-- Start Dataset records --
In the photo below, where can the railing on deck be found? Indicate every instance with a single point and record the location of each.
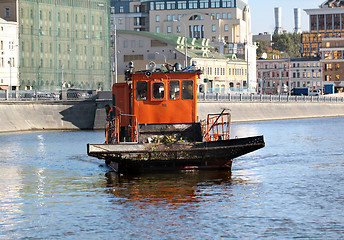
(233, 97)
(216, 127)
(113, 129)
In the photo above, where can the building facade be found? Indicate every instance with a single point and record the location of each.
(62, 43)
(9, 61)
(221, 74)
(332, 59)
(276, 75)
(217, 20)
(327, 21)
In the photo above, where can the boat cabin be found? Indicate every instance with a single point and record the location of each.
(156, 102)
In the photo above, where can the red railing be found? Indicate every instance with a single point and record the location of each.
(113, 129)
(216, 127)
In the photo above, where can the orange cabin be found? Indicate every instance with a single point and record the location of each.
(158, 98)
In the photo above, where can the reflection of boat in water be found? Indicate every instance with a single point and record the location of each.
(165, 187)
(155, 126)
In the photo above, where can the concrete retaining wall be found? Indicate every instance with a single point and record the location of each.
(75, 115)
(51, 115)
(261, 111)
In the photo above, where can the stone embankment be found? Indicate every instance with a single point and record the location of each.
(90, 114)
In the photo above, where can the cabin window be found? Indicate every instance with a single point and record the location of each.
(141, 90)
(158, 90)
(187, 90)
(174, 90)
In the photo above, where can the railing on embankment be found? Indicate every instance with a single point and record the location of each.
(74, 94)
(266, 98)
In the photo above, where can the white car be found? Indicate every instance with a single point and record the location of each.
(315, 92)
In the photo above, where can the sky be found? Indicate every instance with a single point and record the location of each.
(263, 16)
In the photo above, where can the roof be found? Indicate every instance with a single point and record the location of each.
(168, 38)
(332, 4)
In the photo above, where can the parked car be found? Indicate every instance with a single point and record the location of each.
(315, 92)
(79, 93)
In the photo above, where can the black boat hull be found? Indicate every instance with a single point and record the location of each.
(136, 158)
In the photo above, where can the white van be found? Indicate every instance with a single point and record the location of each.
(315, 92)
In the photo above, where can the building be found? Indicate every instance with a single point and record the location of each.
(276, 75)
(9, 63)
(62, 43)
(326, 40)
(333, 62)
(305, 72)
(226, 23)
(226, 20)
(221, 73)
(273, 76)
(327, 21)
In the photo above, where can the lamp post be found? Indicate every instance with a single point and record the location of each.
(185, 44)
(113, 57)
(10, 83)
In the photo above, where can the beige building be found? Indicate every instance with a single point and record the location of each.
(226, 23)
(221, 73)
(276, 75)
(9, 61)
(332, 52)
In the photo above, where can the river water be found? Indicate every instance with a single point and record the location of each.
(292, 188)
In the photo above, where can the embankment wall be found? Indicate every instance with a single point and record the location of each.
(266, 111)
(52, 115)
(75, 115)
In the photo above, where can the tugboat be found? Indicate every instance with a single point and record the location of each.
-- End Dataset records --
• **Exercise prompt**
Please lay out the rows above as a JSON list of strings, one string per line, without blank lines or pictures.

• **Exercise solution**
[
  "In the photo below, where can the railing on deck be found? Indicate every instance with a single point and record the location of each.",
  "(233, 97)",
  "(216, 127)",
  "(113, 129)",
  "In the photo above, where can the building facade be found? Indicate every instance with a single point and record the location of each.",
  "(62, 43)",
  "(9, 61)",
  "(221, 74)",
  "(332, 59)",
  "(276, 75)",
  "(217, 20)",
  "(327, 21)",
  "In the photo above, where can the boat cabin be found? Indicate every instance with a single point and record the location of each.",
  "(156, 102)",
  "In the photo above, where can the red railing be found? Indicate every instance with a single point and record the location of each.",
  "(113, 129)",
  "(216, 127)",
  "In the photo above, where can the orange cabin be found? Indicate every instance with a single point and record the location of each.",
  "(158, 98)",
  "In the photo above, where can the reflection of boat in water be found? Indicate every instance with a single point and record the location of each.",
  "(165, 187)",
  "(155, 126)",
  "In the photo above, where can the concrete retaining wall be found? Indicate every instance with a single point and record the location of each.",
  "(75, 115)",
  "(51, 115)",
  "(261, 111)",
  "In the photo above, where can the stone embankment be found? Indicate every instance with a single point and record the location of each.",
  "(90, 114)",
  "In the photo above, where can the cabin window be found? Indicate every instance with a single point and record the location of each.",
  "(141, 90)",
  "(158, 90)",
  "(187, 90)",
  "(174, 90)",
  "In the photo above, where can the railing on embankment be found? Indicate every instance with a single point and record the location of each.",
  "(74, 94)",
  "(266, 98)",
  "In the photo above, where can the white car be found? Indicate every instance with a single point and record the location of each.",
  "(315, 92)",
  "In the photo above, where can the sky be found? Indicate every instance with a single point and record the location of each.",
  "(263, 16)",
  "In the photo above, where can the roof be found? Indicate every instance with a single point and record the location of each.",
  "(168, 38)",
  "(332, 4)",
  "In the photo above, where can the parked car be found? Indicate every instance with a single point and record the location of each.",
  "(315, 92)",
  "(79, 93)",
  "In the photo above, where can the black boat hull be found? Indicate every instance with a single point and record the location of each.",
  "(136, 158)",
  "In the photo above, where can the white van be found? Indicate every instance with a single point and record the location of each.",
  "(315, 92)",
  "In the photo above, where can the building be found? Indicate every instance with a single point and record the location of each.",
  "(276, 75)",
  "(9, 63)",
  "(62, 43)",
  "(326, 40)",
  "(333, 62)",
  "(305, 72)",
  "(226, 23)",
  "(226, 20)",
  "(221, 73)",
  "(273, 76)",
  "(327, 21)",
  "In the photo above, where can the lamp post be found? Indicate every instance with a single point and record the location of each.",
  "(185, 44)",
  "(113, 57)",
  "(10, 83)",
  "In the photo above, where can the beige building be found? Indicate every instance with a single point and record the location of each.",
  "(226, 23)",
  "(221, 73)",
  "(276, 75)",
  "(9, 61)",
  "(332, 52)",
  "In the photo above, where can the river water be found? Indicate every instance with a single point and record the location of each.",
  "(292, 188)",
  "In the photo above, where can the embankment wall be found? Indicate every instance with a single point and record the location of each.",
  "(266, 111)",
  "(52, 115)",
  "(75, 115)",
  "In the photo above, where can the tugboat be found? Indicate every instance with a single point and record the location of each."
]